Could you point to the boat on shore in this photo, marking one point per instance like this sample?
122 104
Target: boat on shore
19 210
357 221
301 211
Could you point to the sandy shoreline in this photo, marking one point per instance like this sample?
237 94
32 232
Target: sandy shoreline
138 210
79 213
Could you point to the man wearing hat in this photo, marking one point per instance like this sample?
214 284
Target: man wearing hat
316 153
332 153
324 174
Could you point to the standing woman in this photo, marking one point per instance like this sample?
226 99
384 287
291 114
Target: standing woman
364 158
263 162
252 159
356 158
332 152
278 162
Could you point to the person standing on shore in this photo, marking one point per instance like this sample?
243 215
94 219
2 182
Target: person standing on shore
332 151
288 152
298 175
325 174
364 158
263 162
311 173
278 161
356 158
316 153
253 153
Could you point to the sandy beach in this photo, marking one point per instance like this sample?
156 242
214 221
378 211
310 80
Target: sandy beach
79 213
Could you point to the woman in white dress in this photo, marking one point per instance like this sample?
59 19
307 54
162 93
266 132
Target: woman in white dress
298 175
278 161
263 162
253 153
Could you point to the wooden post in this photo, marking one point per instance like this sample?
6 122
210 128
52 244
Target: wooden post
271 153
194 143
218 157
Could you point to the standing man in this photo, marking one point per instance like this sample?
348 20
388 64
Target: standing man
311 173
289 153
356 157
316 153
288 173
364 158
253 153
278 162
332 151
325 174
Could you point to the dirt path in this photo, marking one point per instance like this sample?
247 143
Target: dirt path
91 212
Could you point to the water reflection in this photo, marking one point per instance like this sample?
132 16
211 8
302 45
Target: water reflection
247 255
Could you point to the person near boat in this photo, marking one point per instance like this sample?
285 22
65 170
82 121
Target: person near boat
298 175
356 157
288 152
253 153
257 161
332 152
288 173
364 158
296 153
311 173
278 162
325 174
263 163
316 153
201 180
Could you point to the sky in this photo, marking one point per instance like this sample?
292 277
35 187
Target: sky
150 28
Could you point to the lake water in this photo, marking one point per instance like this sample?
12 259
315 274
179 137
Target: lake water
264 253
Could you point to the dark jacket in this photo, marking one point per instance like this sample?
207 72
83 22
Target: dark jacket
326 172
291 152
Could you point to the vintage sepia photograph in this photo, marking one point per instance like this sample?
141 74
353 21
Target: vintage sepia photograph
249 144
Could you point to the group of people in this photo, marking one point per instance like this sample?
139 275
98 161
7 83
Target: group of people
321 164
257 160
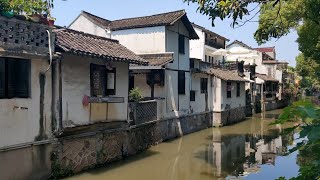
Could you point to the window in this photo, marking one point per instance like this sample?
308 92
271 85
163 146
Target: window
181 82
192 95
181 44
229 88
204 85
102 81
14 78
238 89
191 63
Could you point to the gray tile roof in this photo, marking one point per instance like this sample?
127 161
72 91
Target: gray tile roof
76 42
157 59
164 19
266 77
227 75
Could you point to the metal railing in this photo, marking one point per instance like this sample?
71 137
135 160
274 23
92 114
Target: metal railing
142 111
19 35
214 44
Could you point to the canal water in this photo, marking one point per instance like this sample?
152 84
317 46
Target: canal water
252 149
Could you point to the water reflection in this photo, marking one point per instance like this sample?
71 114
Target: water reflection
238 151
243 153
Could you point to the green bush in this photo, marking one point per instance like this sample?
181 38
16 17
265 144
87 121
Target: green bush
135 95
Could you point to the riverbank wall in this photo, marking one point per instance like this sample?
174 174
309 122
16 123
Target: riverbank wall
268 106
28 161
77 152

^^^^^^^^

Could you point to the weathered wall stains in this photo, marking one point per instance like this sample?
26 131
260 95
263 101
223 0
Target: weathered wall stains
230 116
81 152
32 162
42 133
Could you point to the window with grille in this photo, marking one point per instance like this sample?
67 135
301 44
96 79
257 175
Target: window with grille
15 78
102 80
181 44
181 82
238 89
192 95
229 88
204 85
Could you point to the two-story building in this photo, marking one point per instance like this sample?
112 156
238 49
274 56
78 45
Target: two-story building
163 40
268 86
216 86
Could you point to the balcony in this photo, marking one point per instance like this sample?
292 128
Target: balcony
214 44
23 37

^^^^^^^^

Prompt =
Show each line above that contains the string "grille", treating uppercase and lowercase as different.

Response for this exercise =
Could you point to the window with grille in this photo, marking one point per instance like this sample?
Target: window with grille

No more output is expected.